Global FDI Tracker: Mapping Cross-Border Capital Flows

Tracking major cross-border infrastructure investments, capital flows, and strategic FDI deals reshaping global trade corridors — from Belt and Road megaprojects to Western-backed alternatives.

What Is Foreign Direct Investment?

A foreign direct investment (FDI) is an investment in the form of a controlling ownership in a business or project in one country by an entity based in another country. Unlike portfolio investment, FDI implies direct operational control — building a port, financing a railway, or developing a power plant. The distinction matters because FDI carries geopolitical weight that passive equity stakes do not.

Outward Direct Investment and Strategic Corridors

Outward direct investment (ODI) takes many forms: greenfield projects where a parent company creates new operations abroad, cross-border mergers and acquisitions, or expansions of existing foreign facilities. For capital-exporting nations, ODI is a natural progression when domestic markets become saturated and better opportunities exist abroad — but the strategic calculus extends far beyond return on capital.China's outward FDI strategy in East Africa and Central Asia raises a critical question: should infrastructure investment correlate with GDP growth in recipient countries, or does leveraged debt serve primarily as a vehicle for political influence? Trade deals should be bilateral and mutually beneficial — the benefits and costs to each party should be explicit in the nature of the deal.

(Recorded data)
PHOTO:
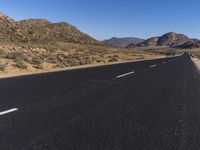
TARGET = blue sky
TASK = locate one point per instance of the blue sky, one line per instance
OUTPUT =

(What to work on)
**A.** In the FDI tracker text, what does FDI imply that portfolio investment does not?
**B.** List every form of outward direct investment that the FDI tracker text names.
**C.** Write the next part of the FDI tracker text, picking up after its final sentence.

(Task-by-task answers)
**A.** Direct operational control.

**B.**
- Greenfield projects where a parent company creates new operations abroad
- Cross-border mergers and acquisitions
- Expansions of existing foreign facilities

**C.**
Why Track FDI Deals?

This tracker catalogs 50 major global FDI deals to provide transparency into who is investing, where capital is flowing, and what the strategic implications are for receiving nations. China accounts for the majority of tracked deals (22 of 50), with a combined commitment exceeding $800 billion across transport, energy, digital infrastructure, and critical minerals.

Key corridors to watch include the Belt and Road Initiative's expanding footprint in Southeast Asia and East Africa; the Lobito Corridor — a U.S.-backed railway linking Angola, DRC, and Zambia to counter Chinese mineral supply chains; and the Southern Gas Corridor connecting the Caspian to European markets as an alternative to Russian energy dependence.

Key Findings from the Tracker

50 deals tracked across 39 receiving countries from 25 investing entities, spanning 2000–2024 with a total estimated value of $1.46 trillion.

China dominates outbound FDI with 22 of 50 deals — primarily infrastructure: ports, railways, energy pipelines, and digital networks. The Belt and Road Initiative alone accounts for an estimated $679 billion in commitments across nearly 150 countries.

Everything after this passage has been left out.